* [TASK REQUIREMENTS] Write out again, exactly, the lines below starting at the one with "299, row 220" and ending at the one with "Target: castle".

[Start of Attachment]

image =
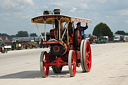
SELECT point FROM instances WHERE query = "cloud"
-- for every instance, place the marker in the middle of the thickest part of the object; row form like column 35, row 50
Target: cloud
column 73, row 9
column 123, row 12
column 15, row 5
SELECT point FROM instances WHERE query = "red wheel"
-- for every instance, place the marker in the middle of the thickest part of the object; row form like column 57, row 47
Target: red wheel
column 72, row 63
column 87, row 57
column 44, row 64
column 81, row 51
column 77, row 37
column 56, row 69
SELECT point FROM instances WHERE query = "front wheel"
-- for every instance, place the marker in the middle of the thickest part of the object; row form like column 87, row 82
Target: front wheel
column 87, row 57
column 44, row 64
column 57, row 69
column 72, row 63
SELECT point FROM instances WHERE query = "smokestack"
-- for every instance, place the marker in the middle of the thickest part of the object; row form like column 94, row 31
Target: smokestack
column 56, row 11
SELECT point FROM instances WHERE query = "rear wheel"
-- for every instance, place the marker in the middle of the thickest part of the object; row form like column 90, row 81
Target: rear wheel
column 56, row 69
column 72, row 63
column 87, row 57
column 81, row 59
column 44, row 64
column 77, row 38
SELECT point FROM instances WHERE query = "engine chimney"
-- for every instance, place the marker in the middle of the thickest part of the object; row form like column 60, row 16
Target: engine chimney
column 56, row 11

[End of Attachment]
[Start of Attachment]

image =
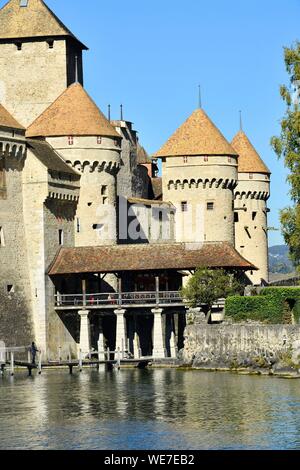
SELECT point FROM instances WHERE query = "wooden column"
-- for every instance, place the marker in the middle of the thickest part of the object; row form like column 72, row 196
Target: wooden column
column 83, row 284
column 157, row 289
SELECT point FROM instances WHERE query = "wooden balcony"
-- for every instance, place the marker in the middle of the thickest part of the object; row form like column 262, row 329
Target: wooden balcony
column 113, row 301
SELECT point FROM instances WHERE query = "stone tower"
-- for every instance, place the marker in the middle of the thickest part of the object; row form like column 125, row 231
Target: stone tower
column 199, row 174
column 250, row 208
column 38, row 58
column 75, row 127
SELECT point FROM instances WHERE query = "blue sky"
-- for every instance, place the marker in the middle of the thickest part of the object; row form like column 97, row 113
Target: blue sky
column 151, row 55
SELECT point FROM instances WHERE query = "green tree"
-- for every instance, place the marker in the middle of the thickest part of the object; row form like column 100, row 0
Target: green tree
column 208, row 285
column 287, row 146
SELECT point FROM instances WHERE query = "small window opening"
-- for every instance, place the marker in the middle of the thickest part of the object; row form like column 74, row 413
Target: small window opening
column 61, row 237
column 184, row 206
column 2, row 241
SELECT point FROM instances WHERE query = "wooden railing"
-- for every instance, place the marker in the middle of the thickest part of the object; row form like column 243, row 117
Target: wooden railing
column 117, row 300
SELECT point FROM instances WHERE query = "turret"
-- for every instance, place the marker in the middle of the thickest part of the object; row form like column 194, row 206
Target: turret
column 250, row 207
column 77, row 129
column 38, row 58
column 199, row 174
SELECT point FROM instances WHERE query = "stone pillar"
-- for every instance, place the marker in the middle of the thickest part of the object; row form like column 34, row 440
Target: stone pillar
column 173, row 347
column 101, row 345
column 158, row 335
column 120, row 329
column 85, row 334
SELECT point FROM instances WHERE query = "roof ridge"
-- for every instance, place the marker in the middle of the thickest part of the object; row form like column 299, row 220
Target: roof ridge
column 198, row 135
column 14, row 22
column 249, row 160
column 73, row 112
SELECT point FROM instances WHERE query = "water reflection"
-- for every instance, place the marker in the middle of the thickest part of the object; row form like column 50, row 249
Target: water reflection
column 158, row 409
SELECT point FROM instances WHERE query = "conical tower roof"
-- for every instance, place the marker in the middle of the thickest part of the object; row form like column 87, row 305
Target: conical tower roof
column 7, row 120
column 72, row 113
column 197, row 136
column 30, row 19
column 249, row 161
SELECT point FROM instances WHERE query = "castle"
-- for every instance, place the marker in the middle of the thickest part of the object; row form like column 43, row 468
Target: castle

[End of Attachment]
[Start of Attachment]

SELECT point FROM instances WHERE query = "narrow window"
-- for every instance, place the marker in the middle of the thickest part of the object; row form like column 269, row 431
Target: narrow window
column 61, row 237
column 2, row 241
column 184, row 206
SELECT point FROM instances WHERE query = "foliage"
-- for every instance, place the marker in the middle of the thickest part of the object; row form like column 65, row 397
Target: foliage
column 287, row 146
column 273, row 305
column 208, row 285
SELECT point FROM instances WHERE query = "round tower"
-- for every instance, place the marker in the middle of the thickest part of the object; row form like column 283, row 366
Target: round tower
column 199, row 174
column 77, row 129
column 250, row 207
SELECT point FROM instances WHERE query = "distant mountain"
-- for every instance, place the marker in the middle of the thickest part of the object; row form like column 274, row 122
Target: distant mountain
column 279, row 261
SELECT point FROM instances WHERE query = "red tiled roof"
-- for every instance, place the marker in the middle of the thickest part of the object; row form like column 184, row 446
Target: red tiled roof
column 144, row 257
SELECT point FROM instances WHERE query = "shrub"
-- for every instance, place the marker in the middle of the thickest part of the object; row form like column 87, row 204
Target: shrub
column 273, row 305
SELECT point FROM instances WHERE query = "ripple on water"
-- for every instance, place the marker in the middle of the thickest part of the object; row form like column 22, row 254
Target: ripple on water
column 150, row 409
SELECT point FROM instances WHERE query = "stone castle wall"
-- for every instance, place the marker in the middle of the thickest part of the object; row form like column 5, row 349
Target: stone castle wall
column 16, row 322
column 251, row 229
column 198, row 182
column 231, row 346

[End of Attachment]

* [SOLVED EXERCISE]
-- for every instance, place the marker in the middle of the thickest part of the object; row form like column 299, row 220
Target: roof ridge
column 198, row 135
column 14, row 22
column 249, row 160
column 73, row 112
SELECT point FROM instances WHERE query = "water reflection"
-- for every instance, place the marker in the middle of the thickest part of the object; row form like column 50, row 249
Target: water reflection
column 158, row 409
SELECT point FROM instances WHERE query = "conical tower roof"
-- for every instance, place the marker in the middle of the thickest part of the object; row form like column 87, row 305
Target: conical tower roof
column 7, row 120
column 72, row 113
column 197, row 136
column 30, row 19
column 249, row 161
SELECT point FROM instances WHERE query = "castle"
-- for every instance, place the marker in the middle of the thickest part of the object; row form like column 43, row 468
Target: castle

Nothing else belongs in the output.